EXTRACTED INFORMATION
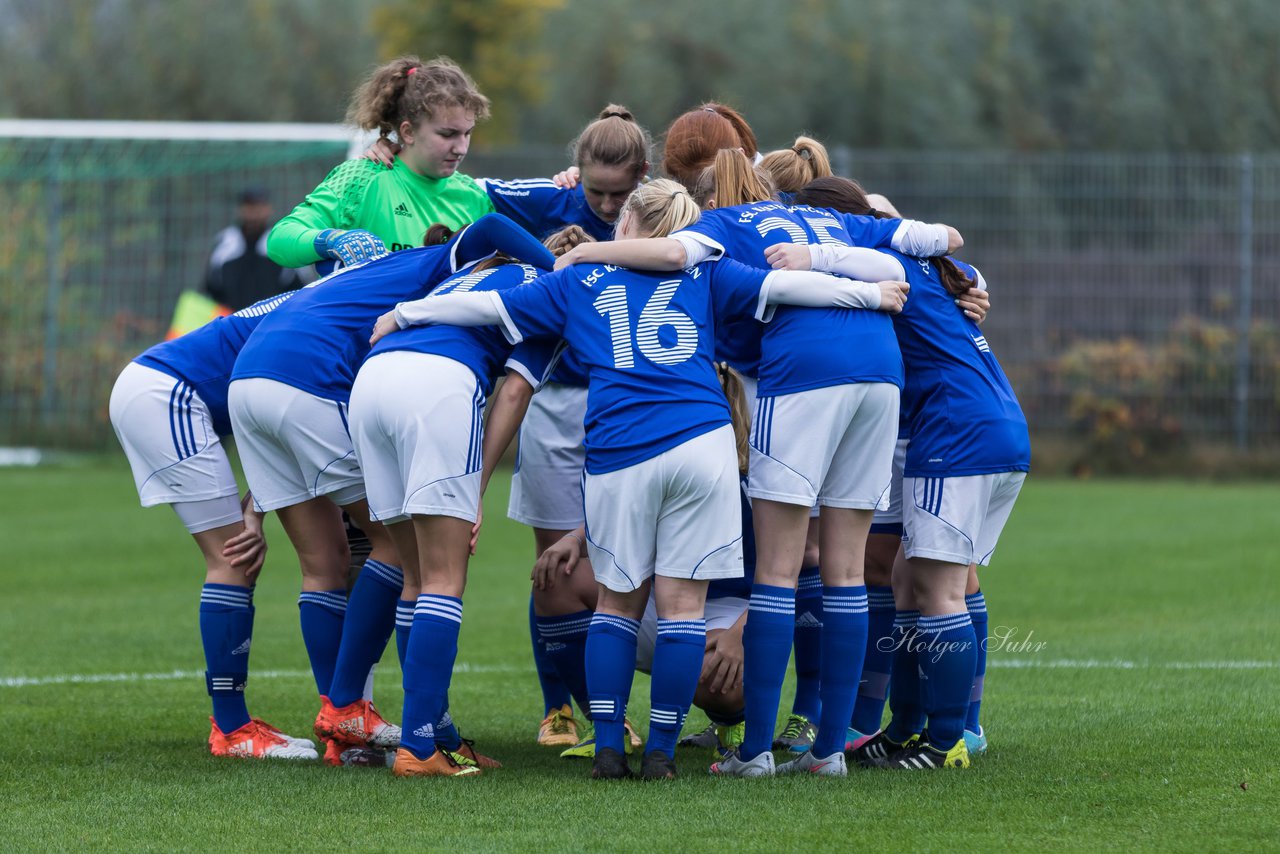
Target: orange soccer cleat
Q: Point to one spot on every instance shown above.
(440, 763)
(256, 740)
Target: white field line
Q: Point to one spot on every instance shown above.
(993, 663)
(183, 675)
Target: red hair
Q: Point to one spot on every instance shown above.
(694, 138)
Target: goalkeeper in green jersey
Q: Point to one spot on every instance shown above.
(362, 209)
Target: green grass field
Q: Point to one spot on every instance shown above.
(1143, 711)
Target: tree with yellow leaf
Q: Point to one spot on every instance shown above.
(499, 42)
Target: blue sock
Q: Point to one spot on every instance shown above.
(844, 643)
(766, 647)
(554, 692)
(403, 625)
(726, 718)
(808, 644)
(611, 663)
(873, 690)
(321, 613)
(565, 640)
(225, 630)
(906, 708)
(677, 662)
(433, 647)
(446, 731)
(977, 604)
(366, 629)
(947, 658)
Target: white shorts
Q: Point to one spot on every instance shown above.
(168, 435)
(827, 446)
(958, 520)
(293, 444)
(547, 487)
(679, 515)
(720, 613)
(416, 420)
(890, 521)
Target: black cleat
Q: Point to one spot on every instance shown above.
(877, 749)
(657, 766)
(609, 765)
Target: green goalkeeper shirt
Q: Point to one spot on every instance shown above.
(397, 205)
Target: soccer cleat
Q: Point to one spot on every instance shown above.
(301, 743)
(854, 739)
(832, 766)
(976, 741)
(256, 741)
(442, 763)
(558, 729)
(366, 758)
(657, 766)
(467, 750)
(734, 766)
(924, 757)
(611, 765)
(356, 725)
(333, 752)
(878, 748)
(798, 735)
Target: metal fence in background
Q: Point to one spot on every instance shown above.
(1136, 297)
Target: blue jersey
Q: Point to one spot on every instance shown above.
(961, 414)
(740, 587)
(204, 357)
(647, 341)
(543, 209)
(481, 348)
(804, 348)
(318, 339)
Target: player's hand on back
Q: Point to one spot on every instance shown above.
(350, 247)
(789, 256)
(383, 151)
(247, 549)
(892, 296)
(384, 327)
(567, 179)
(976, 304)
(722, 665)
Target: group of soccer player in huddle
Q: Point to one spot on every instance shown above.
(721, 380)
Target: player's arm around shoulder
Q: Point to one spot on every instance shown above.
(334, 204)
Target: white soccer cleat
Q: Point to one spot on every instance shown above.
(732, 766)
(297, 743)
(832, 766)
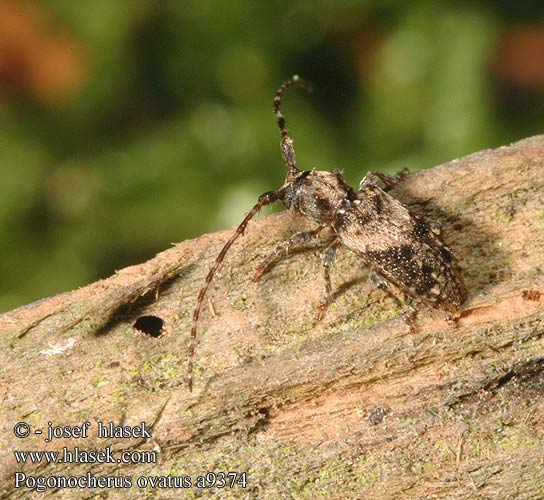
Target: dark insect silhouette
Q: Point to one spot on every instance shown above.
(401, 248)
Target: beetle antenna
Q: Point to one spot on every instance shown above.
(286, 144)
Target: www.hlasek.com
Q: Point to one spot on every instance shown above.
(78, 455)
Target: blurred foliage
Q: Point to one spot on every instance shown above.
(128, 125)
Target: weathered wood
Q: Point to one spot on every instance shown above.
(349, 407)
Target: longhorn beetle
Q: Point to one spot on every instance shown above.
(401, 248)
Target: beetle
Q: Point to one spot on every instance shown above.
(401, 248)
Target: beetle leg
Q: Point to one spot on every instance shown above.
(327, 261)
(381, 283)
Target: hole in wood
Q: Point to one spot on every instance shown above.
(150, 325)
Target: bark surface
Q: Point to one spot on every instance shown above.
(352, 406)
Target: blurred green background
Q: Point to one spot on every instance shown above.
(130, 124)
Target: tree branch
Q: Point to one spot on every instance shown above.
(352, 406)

EXERCISE BRIEF
From the line that has "Target: dark insect silhouette" through the line that has "Target: www.hlasek.com", copy every line exactly as it appears above, and leave out all others.

EXERCISE OUTPUT
Target: dark insect silhouette
Q: Point to one spot on every instance shown above.
(401, 248)
Target: beetle antenna
Q: Point to one spot on every instance shown above.
(286, 144)
Target: www.hlasek.com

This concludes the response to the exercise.